• **AIM OF THE TASK**: Each line of the records that holds the word "square" should be copied out.
· · ·
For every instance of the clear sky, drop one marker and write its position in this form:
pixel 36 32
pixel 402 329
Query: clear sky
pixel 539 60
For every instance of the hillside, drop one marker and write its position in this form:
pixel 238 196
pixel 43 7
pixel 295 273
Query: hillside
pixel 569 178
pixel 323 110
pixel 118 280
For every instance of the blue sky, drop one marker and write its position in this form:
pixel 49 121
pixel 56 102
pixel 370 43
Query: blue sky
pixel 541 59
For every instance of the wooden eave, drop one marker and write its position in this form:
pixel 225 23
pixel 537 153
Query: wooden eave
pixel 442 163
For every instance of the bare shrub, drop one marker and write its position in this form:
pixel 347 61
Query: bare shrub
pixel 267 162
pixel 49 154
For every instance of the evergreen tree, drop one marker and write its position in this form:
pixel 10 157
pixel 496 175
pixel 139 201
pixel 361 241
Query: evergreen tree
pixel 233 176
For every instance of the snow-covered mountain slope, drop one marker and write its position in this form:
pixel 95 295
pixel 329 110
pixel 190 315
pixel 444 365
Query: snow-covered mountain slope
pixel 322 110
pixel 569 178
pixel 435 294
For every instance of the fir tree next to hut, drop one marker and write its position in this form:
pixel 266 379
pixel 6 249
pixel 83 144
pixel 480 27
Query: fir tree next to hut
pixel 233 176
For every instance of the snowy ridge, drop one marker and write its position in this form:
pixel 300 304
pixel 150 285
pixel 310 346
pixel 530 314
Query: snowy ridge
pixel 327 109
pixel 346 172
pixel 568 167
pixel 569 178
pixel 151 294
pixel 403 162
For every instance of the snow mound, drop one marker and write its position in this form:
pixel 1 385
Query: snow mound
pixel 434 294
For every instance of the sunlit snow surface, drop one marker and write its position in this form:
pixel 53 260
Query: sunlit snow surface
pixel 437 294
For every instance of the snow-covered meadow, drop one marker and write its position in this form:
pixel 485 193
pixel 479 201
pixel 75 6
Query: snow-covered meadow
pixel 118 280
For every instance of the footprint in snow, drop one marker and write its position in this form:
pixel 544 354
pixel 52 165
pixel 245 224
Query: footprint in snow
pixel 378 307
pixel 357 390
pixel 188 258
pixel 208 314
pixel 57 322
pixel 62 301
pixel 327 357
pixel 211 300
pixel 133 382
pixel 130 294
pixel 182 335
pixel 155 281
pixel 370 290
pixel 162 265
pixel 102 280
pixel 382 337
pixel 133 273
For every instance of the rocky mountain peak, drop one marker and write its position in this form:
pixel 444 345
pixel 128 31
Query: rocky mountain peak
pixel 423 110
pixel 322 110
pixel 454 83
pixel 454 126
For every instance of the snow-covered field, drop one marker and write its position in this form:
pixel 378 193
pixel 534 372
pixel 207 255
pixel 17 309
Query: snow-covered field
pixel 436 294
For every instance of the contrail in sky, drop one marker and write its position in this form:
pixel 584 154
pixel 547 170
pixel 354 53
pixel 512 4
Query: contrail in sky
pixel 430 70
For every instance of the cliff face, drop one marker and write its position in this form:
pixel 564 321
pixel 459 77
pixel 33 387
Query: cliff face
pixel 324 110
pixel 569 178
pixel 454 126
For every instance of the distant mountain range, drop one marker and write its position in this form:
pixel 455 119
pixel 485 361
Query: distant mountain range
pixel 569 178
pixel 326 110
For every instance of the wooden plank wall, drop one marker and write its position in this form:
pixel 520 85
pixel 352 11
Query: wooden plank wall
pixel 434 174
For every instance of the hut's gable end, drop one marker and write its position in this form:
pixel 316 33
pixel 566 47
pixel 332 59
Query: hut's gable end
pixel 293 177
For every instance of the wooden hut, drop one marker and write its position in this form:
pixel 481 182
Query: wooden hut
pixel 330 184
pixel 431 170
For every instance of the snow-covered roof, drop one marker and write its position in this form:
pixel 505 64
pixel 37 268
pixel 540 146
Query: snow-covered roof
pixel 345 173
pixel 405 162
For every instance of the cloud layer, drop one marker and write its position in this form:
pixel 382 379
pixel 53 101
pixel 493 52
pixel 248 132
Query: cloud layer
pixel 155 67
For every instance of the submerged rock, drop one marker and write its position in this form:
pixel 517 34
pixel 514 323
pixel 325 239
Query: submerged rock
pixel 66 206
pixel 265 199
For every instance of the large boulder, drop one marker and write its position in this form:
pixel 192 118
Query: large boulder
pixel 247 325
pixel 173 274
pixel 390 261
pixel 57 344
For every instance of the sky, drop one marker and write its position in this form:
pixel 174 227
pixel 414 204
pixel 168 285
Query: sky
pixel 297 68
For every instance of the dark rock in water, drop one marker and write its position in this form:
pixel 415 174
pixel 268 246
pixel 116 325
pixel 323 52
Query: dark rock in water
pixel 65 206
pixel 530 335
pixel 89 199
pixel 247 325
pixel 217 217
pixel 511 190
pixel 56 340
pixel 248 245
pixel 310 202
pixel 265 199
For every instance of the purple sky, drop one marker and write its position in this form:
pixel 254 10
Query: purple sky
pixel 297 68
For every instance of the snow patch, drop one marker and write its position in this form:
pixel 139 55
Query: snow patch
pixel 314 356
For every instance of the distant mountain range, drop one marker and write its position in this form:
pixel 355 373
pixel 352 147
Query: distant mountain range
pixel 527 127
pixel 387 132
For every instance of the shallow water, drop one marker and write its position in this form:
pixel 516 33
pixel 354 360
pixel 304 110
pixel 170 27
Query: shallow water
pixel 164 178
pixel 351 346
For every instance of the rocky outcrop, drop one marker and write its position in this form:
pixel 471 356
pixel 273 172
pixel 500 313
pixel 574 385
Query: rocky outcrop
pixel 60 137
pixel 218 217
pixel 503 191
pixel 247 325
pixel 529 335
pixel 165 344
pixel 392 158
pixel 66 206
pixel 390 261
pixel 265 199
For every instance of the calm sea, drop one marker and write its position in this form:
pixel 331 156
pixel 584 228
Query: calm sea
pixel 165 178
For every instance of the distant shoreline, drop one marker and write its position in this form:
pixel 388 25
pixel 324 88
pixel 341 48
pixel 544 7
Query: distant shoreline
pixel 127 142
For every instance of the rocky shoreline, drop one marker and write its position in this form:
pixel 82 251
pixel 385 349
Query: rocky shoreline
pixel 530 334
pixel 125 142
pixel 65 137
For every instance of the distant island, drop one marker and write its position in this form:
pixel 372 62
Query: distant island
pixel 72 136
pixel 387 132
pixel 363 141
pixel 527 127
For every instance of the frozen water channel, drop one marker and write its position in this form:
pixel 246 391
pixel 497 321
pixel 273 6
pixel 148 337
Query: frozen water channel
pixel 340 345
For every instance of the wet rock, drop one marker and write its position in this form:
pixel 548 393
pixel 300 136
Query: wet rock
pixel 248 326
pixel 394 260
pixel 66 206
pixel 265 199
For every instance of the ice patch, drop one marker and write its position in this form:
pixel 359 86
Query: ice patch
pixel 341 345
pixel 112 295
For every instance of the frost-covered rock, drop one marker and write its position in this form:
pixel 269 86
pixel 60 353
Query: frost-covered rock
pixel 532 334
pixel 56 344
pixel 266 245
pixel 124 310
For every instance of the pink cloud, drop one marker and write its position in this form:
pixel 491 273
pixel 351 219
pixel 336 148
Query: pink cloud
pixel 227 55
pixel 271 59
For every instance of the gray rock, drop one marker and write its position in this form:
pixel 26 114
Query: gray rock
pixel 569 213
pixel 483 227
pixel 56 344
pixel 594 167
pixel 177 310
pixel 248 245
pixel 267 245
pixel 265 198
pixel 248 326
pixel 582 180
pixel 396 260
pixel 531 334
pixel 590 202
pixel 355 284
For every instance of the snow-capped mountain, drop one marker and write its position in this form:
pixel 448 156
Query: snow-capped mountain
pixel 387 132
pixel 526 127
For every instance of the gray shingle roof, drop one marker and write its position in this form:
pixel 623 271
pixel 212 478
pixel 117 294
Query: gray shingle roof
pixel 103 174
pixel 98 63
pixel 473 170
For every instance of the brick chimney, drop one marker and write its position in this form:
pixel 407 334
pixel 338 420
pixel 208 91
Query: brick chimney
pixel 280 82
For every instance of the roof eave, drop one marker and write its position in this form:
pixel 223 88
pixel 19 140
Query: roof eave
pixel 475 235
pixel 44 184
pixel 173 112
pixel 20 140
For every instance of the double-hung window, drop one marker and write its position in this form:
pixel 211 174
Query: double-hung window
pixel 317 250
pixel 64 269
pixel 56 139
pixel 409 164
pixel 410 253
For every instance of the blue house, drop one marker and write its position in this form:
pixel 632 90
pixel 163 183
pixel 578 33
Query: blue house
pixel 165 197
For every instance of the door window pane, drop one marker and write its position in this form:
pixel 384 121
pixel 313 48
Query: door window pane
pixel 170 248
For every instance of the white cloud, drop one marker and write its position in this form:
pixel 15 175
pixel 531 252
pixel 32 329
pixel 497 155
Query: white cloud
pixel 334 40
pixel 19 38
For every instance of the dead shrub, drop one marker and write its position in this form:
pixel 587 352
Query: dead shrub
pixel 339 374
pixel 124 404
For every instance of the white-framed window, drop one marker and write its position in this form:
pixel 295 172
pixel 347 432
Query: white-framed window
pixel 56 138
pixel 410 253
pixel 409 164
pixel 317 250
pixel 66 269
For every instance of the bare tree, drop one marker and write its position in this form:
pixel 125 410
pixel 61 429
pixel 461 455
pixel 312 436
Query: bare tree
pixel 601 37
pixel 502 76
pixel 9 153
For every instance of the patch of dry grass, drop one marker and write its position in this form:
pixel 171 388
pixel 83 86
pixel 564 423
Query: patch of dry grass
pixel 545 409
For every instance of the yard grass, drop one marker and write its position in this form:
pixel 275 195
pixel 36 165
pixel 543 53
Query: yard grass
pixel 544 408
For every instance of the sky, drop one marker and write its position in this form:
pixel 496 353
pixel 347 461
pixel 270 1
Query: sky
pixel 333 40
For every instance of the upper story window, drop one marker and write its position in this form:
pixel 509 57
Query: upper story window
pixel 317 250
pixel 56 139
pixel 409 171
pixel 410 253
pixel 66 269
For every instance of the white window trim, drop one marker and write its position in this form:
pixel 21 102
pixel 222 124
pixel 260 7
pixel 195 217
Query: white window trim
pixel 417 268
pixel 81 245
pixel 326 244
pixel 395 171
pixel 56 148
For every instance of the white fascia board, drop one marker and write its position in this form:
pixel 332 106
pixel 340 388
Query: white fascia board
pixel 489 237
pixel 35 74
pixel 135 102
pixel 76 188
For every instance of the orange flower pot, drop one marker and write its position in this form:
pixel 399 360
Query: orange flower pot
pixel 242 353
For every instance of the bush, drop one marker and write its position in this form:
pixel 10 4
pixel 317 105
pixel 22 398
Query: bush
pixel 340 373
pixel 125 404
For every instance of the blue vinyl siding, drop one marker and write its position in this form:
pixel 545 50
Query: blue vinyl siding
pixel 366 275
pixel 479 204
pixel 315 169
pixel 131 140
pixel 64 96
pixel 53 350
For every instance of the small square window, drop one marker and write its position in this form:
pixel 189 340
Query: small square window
· · ·
• **ANSWER FOR THIS EXERCISE**:
For every instance of the small square window, drop one marker and write its position in this form:
Query: small square window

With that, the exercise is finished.